Retype all of the data below word for word, but leave the pictures out.
"""
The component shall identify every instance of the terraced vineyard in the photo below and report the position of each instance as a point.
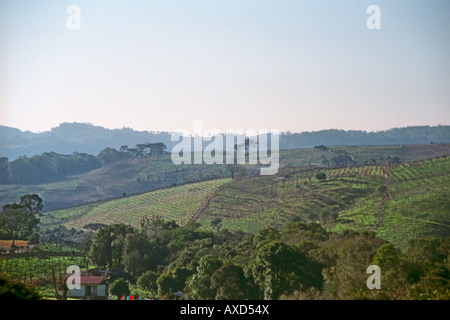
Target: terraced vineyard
(398, 202)
(178, 204)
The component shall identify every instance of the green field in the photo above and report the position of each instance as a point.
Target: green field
(399, 202)
(178, 204)
(135, 176)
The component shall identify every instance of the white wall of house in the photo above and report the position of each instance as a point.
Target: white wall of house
(101, 291)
"""
Task result:
The component shall identify every instance of the terraced vineyard in the photo below and report the position of each instance as a point.
Target: terraced vineyard
(398, 202)
(178, 204)
The component shall identify every instance of the green field in the photo above and report the position of each instance as a point.
Target: green field
(399, 202)
(178, 204)
(135, 176)
The component shall identify every instance of the white wall of house in the photo above and report the position of each instance as a point.
Target: white wall of house
(101, 291)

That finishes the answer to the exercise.